* Begin Given text *

The Longhorn line will connect to two Kinder-Morgan lines in Arizona, one 8 in. and one 12 in., to provide refined products to Tucson and Phoenix. It will also connect to a ChevronTexaco-owned line that runs to Albuquerque, NM.

The El Paso terminal will have 1 million bbl of storage. The tanks there were built in 1998 but have not been used since the city of Austin, Tex., and other plaintiffs took Longhorn Partners to federal court in an effort to keep the line from operating.

A federal district court on Aug. 16, 2004, refused to grant a temporary restraining order to keep Longhorn from operating, and the linefill began.

US mergers, acquisitions

The acquisitions and mergers that highlighted 2003 continued into 2004. Valero LP announced in November that it will buy Kaneb Services LLC and Kaneb Pipe Line Partners LP for $2.3 billion, cash and stock. It will make Valero the US's largest petroleum storage operator.

Valero LP is owned 46% by refiner Valero Energy Corp.

Including assumed debt and other liabilities, plus assumed cash, Valero LP said the total value of the deal is $2.8 billion. Valero LP Pres. and CEO Curt Anastasio said the deal will generate about $25 million in operating savings annually.

The assets of the combined company, which will retain the name Valero LP, will include about 9,700 miles of pipeline, 101 terminal facilities, and four crude oil storage tank facilities. The combined system will have about 85 million bbl of storage capacity.

Late in November 2004, TGT Pipeline LLC, a subsidiary of Loews Corp., agreed to buy an 8,000-mile interstate natural gas pipeline system from Entergy Koch LP for $1.136 billion. The sale of the pipeline, Gulf South Pipeline Co. LP, was to have closed by yearend.

Enbridge Inc. announced Jan. 1, 2005, that its US subsidiary, Enbridge (US) Inc., has completed acquisition of 100% of Shell Gas Transmission LLC (SGT) from Shell US Gas & Power LLC (Shell) for $613 million, plus associated working capital.

* End Given text *

> [Given instruction 1] Do these statements agree with the pipeline news text? Answer yes or no for each, quoting the words that decide it. (a) The tanks at the El Paso terminal were built in 1998. (b) Valero Energy Corp. owns all of Valero LP. (c) The combined Valero LP system will have about 85 million bbl of storage capacity.
> [Given instruction 2] According to the pipeline news text, what price did TGT Pipeline LLC agree to pay Entergy Koch LP for its interstate natural gas pipeline system?
> [Given instruction 3] Reproduce everything in the pipeline news text from "The acquisitions and" down to "operating savings annually.".

* Begin Items *

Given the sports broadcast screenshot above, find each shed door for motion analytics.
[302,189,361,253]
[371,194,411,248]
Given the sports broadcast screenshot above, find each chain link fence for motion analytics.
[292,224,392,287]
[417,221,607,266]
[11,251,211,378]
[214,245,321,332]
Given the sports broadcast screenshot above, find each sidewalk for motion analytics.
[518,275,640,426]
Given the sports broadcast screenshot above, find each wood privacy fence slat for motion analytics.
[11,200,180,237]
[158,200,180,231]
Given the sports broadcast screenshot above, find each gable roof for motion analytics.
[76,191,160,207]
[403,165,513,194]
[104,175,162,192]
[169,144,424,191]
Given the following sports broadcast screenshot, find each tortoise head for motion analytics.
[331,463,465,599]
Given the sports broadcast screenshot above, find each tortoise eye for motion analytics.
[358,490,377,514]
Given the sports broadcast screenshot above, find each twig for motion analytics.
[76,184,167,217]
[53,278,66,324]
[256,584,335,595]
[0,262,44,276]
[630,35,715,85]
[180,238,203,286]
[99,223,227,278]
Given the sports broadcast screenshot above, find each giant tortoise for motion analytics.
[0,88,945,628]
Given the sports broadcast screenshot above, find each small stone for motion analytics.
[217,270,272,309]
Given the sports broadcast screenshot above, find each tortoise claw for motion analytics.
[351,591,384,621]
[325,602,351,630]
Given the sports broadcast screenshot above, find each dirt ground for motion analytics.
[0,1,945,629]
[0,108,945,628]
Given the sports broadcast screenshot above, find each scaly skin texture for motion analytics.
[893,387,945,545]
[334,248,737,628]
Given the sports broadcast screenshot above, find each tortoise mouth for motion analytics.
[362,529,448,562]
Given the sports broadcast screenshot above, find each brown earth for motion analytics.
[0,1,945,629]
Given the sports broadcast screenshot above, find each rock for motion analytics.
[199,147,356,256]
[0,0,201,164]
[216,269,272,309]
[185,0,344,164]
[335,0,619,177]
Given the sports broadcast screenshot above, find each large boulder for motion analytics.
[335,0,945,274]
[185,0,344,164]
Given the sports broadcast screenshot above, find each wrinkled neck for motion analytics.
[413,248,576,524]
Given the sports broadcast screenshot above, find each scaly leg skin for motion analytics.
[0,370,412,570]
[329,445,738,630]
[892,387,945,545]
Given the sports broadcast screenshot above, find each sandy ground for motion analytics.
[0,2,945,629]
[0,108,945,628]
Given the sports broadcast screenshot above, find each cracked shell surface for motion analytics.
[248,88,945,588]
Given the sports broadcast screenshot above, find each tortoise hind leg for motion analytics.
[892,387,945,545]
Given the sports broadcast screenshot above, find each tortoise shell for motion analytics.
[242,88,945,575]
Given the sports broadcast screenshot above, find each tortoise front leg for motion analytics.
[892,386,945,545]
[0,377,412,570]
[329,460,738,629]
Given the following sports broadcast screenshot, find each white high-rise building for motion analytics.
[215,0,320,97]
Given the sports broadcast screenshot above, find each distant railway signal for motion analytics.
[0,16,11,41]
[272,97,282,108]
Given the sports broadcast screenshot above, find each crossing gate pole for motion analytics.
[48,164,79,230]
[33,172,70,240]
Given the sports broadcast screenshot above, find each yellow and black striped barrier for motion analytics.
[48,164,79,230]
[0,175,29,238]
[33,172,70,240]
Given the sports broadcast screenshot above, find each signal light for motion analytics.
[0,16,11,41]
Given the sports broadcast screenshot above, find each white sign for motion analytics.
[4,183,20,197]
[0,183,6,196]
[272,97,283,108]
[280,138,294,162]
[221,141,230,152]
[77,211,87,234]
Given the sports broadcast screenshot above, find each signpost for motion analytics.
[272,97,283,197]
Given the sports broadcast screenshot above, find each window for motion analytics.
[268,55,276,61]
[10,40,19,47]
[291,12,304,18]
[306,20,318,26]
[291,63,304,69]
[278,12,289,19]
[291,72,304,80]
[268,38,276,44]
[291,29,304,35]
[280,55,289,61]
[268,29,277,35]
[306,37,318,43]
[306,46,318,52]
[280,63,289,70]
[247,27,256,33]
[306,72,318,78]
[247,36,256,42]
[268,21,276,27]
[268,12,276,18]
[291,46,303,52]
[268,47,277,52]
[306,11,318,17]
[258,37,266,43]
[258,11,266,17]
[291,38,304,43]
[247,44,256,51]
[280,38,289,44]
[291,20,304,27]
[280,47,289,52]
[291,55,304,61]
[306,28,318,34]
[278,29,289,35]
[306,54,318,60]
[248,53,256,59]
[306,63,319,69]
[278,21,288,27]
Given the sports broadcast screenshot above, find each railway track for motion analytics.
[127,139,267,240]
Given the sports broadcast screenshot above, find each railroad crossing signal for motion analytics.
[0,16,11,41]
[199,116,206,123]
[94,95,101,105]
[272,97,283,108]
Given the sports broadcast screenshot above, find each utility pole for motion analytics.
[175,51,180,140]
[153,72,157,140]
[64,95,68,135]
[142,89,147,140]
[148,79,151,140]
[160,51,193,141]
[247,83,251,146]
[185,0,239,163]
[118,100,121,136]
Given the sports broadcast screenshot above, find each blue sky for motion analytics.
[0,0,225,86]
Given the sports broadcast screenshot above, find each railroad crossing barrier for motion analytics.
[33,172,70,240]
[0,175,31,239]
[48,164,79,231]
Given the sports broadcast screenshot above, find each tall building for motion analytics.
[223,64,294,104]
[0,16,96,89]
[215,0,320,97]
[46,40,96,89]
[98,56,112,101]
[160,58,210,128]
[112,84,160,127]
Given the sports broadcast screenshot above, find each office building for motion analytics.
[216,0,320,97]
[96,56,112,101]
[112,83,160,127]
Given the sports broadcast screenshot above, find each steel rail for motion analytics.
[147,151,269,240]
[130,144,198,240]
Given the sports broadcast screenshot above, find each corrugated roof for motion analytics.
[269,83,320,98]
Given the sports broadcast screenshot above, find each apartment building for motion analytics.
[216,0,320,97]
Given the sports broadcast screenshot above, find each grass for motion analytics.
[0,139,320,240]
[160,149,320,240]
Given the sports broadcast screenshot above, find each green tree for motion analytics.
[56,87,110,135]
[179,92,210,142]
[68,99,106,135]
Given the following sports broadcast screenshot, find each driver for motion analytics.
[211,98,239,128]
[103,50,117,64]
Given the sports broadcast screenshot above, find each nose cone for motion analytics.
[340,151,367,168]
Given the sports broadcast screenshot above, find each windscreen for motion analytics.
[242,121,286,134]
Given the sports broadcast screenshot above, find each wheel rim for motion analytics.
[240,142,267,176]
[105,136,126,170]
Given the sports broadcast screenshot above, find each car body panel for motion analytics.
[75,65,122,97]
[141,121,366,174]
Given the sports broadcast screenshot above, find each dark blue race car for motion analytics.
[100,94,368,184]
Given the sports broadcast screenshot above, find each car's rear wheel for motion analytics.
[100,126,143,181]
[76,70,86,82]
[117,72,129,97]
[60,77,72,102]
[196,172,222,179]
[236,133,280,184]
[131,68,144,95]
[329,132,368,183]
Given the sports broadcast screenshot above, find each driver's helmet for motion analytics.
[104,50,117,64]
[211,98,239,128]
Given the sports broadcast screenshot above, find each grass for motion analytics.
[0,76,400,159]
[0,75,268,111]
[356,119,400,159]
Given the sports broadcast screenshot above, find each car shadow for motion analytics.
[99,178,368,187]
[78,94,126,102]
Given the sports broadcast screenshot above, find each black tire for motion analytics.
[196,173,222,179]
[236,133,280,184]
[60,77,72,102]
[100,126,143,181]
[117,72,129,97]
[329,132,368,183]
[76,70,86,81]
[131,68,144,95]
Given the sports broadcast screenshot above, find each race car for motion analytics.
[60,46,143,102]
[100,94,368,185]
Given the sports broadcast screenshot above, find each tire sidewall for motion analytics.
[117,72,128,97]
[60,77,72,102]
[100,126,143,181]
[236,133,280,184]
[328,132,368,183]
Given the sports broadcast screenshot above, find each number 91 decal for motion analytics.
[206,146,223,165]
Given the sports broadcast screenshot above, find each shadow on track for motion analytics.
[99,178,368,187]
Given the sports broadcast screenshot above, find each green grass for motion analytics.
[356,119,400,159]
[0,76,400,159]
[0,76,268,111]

* End Items *

> [Written answer 1]
(a) Yes: "The tanks there were built in 1998"
(b) No: "Valero LP is owned 46% by refiner Valero Energy Corp."
(c) Yes: "The combined system will have about 85 million bbl of storage capacity."

> [Written answer 2] $1.136 billion.

> [Written answer 3]
The acquisitions and mergers that highlighted 2003 continued into 2004. Valero LP announced in November that it will buy Kaneb Services LLC and Kaneb Pipe Line Partners LP for $2.3 billion, cash and stock. It will make Valero the US's largest petroleum storage operator.

Valero LP is owned 46% by refiner Valero Energy Corp.

Including assumed debt and other liabilities, plus assumed cash, Valero LP said the total value of the deal is $2.8 billion. Valero LP Pres. and CEO Curt Anastasio said the deal will generate about $25 million in operating savings annually.